(SHORT EXERCISE) Reproduce the following portion of the listing word for word: begin at the line that contains "Shelf-audit tagging: for every instance of the black" and stop after the line that contains "x=555, y=497", including both of those lines.

****************

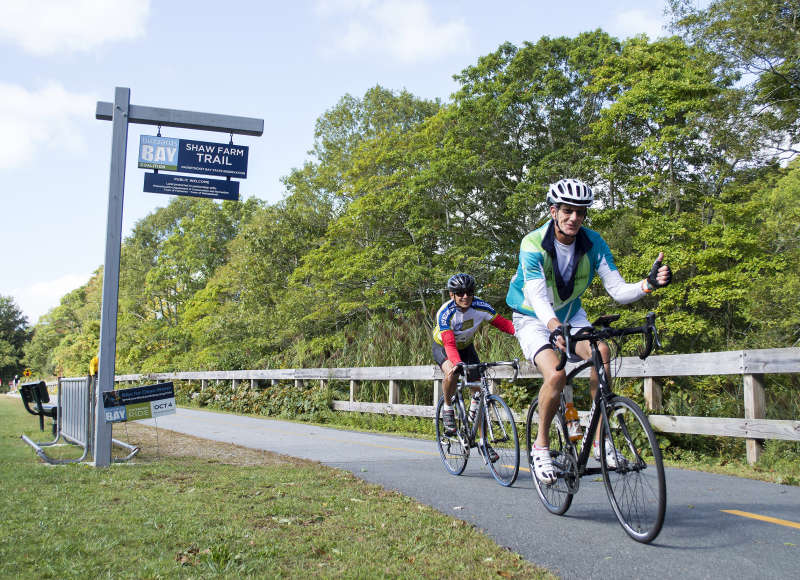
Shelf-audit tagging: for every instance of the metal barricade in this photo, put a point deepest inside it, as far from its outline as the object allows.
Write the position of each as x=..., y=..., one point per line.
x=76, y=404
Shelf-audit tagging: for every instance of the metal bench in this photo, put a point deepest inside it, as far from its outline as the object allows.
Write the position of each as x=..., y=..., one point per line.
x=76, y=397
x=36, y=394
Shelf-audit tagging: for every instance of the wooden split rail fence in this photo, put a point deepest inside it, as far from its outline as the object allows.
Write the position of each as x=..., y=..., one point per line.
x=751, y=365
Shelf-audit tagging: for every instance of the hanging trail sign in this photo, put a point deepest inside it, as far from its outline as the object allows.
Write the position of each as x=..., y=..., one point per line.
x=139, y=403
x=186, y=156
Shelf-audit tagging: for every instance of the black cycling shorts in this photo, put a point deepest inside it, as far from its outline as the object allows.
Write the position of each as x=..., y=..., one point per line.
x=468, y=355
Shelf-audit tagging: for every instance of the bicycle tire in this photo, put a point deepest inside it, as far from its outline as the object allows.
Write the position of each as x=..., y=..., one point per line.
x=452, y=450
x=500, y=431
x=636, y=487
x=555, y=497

****************

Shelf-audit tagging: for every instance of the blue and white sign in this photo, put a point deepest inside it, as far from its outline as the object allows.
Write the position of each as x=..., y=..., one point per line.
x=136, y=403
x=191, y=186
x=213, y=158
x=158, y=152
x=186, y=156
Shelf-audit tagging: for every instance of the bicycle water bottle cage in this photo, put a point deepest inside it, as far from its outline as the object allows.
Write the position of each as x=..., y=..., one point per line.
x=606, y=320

****************

(COMPLETE ANSWER)
Shelf-audit tagging: for every instance of the black cycling shorts in this photo, put a point deepest inside it, as far from its outline as the object allows.
Write the position of each as x=..., y=..., one point per line.
x=468, y=355
Shelf-audit tagging: for every instance of the bicycle tire in this photo, put a point deepest inside it, as far from its outline as the object allows.
Write the position of each as x=..., y=..., one point per line.
x=452, y=450
x=500, y=431
x=636, y=487
x=555, y=497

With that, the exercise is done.